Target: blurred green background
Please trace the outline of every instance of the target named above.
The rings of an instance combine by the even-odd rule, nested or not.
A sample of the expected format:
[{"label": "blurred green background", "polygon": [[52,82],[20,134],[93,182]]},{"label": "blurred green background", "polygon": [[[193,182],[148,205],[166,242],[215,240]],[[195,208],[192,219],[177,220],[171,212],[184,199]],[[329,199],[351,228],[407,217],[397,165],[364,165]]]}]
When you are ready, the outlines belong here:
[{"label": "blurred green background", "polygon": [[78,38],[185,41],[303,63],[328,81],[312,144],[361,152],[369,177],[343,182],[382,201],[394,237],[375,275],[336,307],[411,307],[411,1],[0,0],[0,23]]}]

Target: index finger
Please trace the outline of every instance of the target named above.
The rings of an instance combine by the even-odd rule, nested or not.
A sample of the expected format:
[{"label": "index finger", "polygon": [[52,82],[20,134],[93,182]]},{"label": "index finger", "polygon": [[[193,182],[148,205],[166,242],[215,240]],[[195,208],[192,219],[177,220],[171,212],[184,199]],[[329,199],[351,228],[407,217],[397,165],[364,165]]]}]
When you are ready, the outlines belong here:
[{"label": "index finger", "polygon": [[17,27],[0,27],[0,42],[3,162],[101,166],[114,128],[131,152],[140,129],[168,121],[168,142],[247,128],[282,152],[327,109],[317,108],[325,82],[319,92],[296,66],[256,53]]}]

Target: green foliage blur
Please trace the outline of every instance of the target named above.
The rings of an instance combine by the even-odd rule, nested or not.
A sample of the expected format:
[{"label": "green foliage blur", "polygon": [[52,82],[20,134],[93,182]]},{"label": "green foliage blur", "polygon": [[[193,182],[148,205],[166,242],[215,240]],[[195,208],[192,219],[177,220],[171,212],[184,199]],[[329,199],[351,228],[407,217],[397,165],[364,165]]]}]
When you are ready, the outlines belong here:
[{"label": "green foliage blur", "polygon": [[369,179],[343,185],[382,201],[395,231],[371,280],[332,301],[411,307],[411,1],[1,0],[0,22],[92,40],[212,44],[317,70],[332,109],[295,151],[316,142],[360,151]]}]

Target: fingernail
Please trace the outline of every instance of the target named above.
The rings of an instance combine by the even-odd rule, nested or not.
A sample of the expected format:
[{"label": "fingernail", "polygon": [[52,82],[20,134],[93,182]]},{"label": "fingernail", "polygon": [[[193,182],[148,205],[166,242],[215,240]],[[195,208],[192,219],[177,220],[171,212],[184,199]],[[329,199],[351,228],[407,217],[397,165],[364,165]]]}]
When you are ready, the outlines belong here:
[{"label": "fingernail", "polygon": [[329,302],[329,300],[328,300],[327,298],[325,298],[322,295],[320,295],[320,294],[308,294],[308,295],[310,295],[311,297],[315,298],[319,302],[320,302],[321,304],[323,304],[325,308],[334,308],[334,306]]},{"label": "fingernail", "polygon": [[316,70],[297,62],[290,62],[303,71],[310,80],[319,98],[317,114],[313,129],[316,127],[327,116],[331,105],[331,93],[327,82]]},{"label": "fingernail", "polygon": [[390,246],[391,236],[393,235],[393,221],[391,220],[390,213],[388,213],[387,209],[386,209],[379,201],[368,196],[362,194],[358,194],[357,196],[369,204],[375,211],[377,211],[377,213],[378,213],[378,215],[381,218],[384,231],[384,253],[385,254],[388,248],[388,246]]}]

Exercise objective:
Rewrite the rows starting at the line containing "Target: fingernail" and ending at the last line of the rows, swapping "expected format" for "required format" and leaving every other character as it stands.

The output:
Target: fingernail
Please trace the outline of every instance of the target named above.
The rings of an instance combine by the even-odd rule, nested or not.
A sample of the required format:
[{"label": "fingernail", "polygon": [[52,82],[20,134],[93,182]]},{"label": "fingernail", "polygon": [[[193,182],[148,205],[166,242],[215,240]],[[195,208],[192,219],[177,220],[171,212],[184,199]],[[329,199],[351,228],[407,217],[397,165],[364,165]]]}]
When you are ready, the outlines belong here:
[{"label": "fingernail", "polygon": [[329,302],[329,300],[328,300],[327,298],[325,298],[322,295],[320,295],[320,294],[308,294],[308,295],[310,295],[311,297],[315,298],[319,302],[320,302],[321,304],[323,304],[325,308],[334,308],[334,306]]},{"label": "fingernail", "polygon": [[316,70],[297,62],[290,62],[303,71],[310,80],[319,98],[317,114],[313,129],[316,127],[327,116],[331,105],[331,93],[327,82]]},{"label": "fingernail", "polygon": [[390,246],[391,236],[393,235],[393,221],[391,220],[390,213],[388,213],[387,209],[386,209],[379,201],[368,196],[362,194],[358,194],[357,196],[369,204],[375,211],[377,211],[377,213],[378,213],[378,215],[381,218],[384,231],[384,253],[385,254],[388,248],[388,246]]}]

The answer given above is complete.